Written request:
Please copy every line of the records below word for word, leaving out the pictures.

Record extracts:
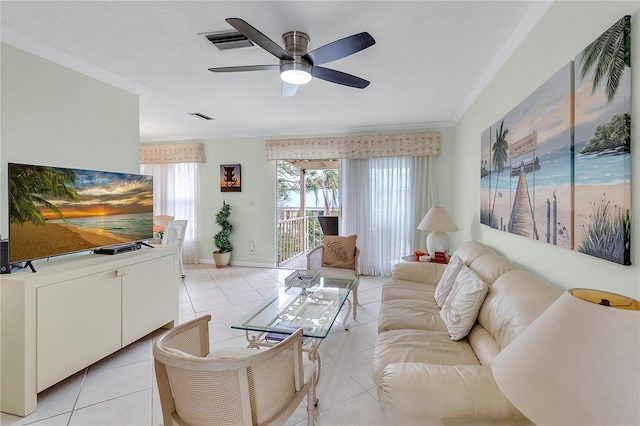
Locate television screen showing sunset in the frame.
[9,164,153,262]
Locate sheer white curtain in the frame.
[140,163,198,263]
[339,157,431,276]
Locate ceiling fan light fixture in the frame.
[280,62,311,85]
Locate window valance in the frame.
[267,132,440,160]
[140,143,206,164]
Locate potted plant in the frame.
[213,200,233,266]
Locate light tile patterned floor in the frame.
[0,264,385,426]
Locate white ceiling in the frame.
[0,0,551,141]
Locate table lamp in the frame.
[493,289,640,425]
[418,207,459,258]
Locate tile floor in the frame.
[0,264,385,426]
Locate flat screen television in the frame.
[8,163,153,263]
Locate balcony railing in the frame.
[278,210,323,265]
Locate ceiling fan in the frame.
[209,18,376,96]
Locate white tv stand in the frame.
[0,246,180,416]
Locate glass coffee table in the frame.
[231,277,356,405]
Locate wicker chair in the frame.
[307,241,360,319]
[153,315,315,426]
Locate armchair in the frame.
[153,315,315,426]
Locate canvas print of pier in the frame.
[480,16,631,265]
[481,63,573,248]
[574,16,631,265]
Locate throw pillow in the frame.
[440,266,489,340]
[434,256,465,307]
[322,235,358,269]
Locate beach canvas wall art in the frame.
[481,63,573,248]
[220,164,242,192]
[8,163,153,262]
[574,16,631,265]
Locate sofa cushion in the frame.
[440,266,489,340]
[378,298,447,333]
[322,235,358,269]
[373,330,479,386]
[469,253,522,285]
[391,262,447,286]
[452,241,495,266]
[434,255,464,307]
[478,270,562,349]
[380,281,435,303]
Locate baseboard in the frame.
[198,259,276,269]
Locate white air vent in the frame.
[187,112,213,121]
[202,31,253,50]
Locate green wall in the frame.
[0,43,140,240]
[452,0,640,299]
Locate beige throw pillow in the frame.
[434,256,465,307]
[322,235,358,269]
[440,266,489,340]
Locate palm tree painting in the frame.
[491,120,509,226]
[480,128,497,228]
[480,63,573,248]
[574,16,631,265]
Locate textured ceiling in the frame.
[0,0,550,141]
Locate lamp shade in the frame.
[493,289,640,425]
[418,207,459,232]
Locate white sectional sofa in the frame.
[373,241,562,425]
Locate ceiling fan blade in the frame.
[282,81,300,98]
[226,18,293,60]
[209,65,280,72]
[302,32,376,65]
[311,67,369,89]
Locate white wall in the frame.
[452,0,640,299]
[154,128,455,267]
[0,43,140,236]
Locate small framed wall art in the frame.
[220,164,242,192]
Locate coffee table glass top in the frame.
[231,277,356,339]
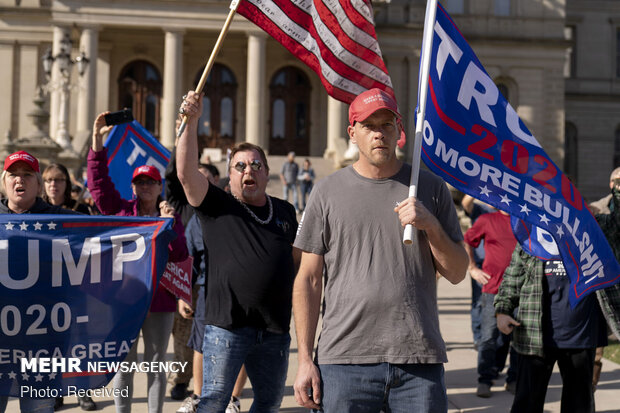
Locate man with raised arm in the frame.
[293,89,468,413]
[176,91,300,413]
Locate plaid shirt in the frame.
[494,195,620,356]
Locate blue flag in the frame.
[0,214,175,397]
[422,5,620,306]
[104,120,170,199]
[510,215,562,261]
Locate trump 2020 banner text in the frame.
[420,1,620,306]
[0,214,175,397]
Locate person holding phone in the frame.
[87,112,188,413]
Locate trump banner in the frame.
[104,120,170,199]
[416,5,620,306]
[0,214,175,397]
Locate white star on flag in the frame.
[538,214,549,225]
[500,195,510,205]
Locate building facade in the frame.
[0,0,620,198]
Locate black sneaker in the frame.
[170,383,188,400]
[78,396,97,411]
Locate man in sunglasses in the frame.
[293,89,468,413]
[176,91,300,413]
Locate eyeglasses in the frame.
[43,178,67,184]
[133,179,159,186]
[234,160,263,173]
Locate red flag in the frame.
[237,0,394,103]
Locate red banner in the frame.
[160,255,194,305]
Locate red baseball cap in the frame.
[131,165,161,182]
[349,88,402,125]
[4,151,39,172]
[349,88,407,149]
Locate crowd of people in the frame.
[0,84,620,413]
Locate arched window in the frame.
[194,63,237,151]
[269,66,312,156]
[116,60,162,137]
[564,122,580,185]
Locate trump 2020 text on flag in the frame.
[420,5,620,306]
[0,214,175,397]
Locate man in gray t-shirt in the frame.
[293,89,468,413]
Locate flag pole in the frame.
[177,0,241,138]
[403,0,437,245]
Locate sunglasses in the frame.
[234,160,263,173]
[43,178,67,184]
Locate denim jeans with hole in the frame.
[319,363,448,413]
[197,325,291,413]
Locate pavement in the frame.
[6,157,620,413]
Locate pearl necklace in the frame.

Complete answer:
Locate television screen showing sunset in the frame.
[9,164,153,262]
Locate sheer white curtain in the frame.
[140,163,198,263]
[339,157,431,276]
Locate ceiling fan light fixture in the frame.
[280,62,311,85]
Locate window valance in the frame.
[267,132,440,160]
[140,143,206,164]
Locate potted plant in the frame.
[213,200,233,266]
Locate light tile patterned floor in the frame.
[0,264,385,426]
Locate white ceiling in the frame.
[0,0,551,141]
Locate table lamp in the frame.
[493,289,640,425]
[418,207,459,258]
Locate tile floor in the frame.
[0,264,385,426]
Locate flat screen television in the frame.
[8,163,153,263]
Locate balcony railing in the frame.
[278,210,323,265]
Locate ceiling fan in the frame.
[209,18,376,96]
Locate white tv stand in the frame.
[0,246,180,416]
Locate glass coffee table in the frame.
[231,277,356,405]
Locate wicker chair in the frame.
[307,241,360,319]
[153,315,315,426]
Locate armchair in the frame.
[153,315,315,426]
Locate canvas print of pier in the frame.
[480,16,631,265]
[481,63,573,248]
[574,16,631,265]
Locate throw pillow in the frame.
[440,266,489,340]
[434,256,465,307]
[322,235,358,269]
Locate beach canvas wall art in the frame.
[481,63,573,248]
[220,164,242,192]
[8,163,153,262]
[574,16,631,265]
Locate sofa cushion in the frame.
[440,266,489,340]
[378,298,447,333]
[322,235,358,269]
[373,330,479,386]
[469,253,522,285]
[391,262,447,286]
[452,241,495,266]
[434,255,464,307]
[478,270,562,349]
[380,281,435,303]
Locate baseboard in the frame.
[198,259,276,269]
Locate white air vent in the frame.
[187,112,213,121]
[202,31,253,50]
Locate green wall in the frame.
[0,43,140,240]
[452,0,640,299]
Locate beige throw pillow in the frame.
[434,256,465,307]
[322,235,358,269]
[440,266,489,340]
Locate palm tree painting in the frame.
[491,120,509,226]
[480,128,497,228]
[480,63,573,248]
[574,16,631,265]
Locate textured ceiling in the frame.
[0,0,550,141]
Locate lamp shade in the frame.
[493,289,640,425]
[418,207,459,232]
Locate white sectional sofa in the frame.
[373,241,562,425]
Locate ceiling fan blade in the frame.
[282,81,300,98]
[226,18,293,60]
[209,65,280,72]
[302,32,376,65]
[311,67,369,89]
Locate white wall in the frame.
[452,0,640,299]
[154,128,455,267]
[0,43,140,236]
Locate small framed wall art in the frame.
[220,164,242,192]
Locate coffee table glass top in the frame.
[231,277,356,339]
Locate man with raised arm in the frame.
[293,89,468,413]
[176,91,300,413]
Locate plaid shirt in the frame.
[494,195,620,356]
Locate blue flag in the frame.
[0,214,175,397]
[422,5,620,306]
[104,120,170,199]
[510,215,562,261]
Locate trump 2020 banner text in the frame.
[420,1,620,306]
[0,214,175,397]
Locate person holding phone in the frame.
[87,112,188,413]
Locate trump banner in the frame.
[104,120,170,199]
[416,5,620,306]
[0,214,175,397]
Locate white star on flag in the frame.
[538,214,549,225]
[500,195,510,205]
Locate building facade in the frame.
[0,0,620,198]
Locate black sneaker in the frame.
[170,383,188,400]
[78,396,97,411]
Locate man in sunglasses in the frame.
[293,89,468,413]
[176,91,300,413]
Locate eyeglasses in the frame.
[43,178,67,184]
[133,179,159,186]
[234,160,263,173]
Locate red flag in the frame.
[237,0,394,103]
Locate red banner in the frame.
[160,255,194,305]
Locate red baseball cap in the frame.
[131,165,161,182]
[349,88,402,125]
[4,151,39,172]
[349,88,407,149]
Locate crowd of people in the frame.
[0,84,620,413]
Locate arched window in the frame.
[194,63,237,151]
[269,66,312,156]
[116,60,162,137]
[564,122,580,185]
Locate trump 2020 text on flag in the frame.
[420,5,620,306]
[0,214,175,397]
Locate man in gray t-shirt in the frame.
[293,89,468,413]
Locate flag pole in the frame.
[177,0,241,138]
[403,0,437,245]
Locate sunglasses in the frame.
[234,160,263,173]
[43,178,67,184]
Locate denim jeans with hole in the frame.
[319,363,448,413]
[197,325,291,413]
Locate pavement in the frame.
[6,157,620,413]
Locate pearl necklace in the frame.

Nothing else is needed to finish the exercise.